[THE TASK] Please use the pangenome passage below to explain why it recommends re-annotating all genomes with a single pipeline. Answer in one to three sentences.

[SOURCE PASSAGE]
*** Block opens ***

Mechanism: Different annotation tools predict different gene boundaries; the same gene is annotated slightly differently across tools, appearing as separate orthogroups. Roary's tolerance of these differences inflated bacterial pangenome accessory by 30-50% (Tonkin-Hill 2020 GB 21:180). Panaroo's graph-based correction reduces this but cannot eliminate it.
Symptom: Per-strain "accessory" gene count is inflated relative to known biology; comparison to a single-pipeline reference reveals 30-50% spurious gene-content differences.
Fix: Re-annotate ALL genomes with one pipeline (currently Bakta 1.10.4+ for bacteria; Bakta is GenBank-compliant and faster than Prokka). Use panaroo --clean-mode strict --remove-invalid-genes to apply graph cleaning. Document annotation pipeline + version in methods.
Trigger: Reporting "core genome" vs "accessory" as percent-of-strains thresholds (e.g. 99% = core).
Mechanism: Tettelin 2005 used 100%-presence = core; pragmatic studies use 95%-99%. The class boundary is arbitrary; small variation in the threshold dramatically changes core/accessory ratio.
Symptom: Core genome size varies 10-30% depending on whether threshold is 95% or 99%.
Fix: Report core/shell/cloud at multiple thresholds; PPanGGOLiN's HMM partition is more principled but still has tunable parameters. Standard reporting: core = present in >=95% (or >=99%); shell = 15-95%; cloud = < 15%. Document threshold.
Trigger: Using Roary in new analyses.
Mechanism: Roary tolerates annotation errors (low-identity matches; protein-vs-DNA matches), producing thousands of artifactual accessory genes. Panaroo's introduction (Tonkin-Hill 2020) demonstrated this by re-analyzing 413 Mtb genomes and finding Panaroo's accessory genome was 30-50% smaller than Roary's.
Symptom: Roary output has many "lineage-specific genes" with poor evidence (single-strain hits, short proteins, no functional annotation).
Fix: Migrate to Panaroo. Panaroo can read Roary's input format; for legacy projects, re-run with Panaroo and compare. Panaroo's --clean-mode strict enforces strict graph-based quality control.
Trigger: Using Minigraph-Cactus with a single reference; calling variants against the "reference" path.
Mechanism: Minigraph-Cactus is reference-anchored; the chosen reference appears throughout the graph as a privileged path. Variants are called relative to the reference path; non-reference haplotypes are under-represented in the variant calling.
Symptom: Variant call density on non-reference haplotypes is lower than on reference; allele frequencies skewed toward reference.
Fix: Use PGGB (reference-free) for less reference-biased analysis. Alternatively, treat the reference choice as a methodological parameter and document. For HPRC, multiple references can be used and results pooled.

*** Block closes ***

[DATA SHOWN]
*** Block opens ***

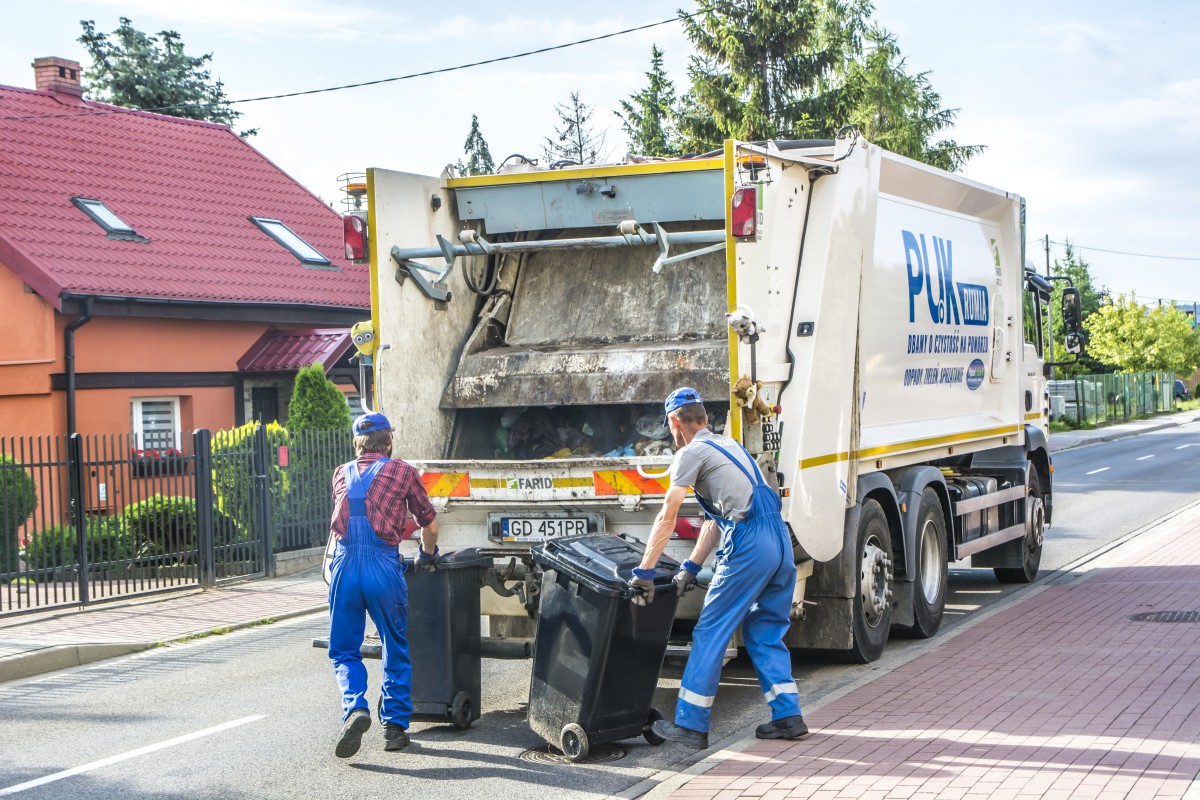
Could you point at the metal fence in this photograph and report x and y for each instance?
(94, 517)
(1103, 398)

*** Block closes ***

[THE ANSWER] Different annotation tools predict different gene boundaries, so the same gene gets annotated slightly differently and shows up as separate orthogroups. This inflates the accessory genome; Roary's tolerance of such differences inflated bacterial pangenome accessory by 30-50%. Panaroo's graph-based correction reduces the problem but cannot eliminate it.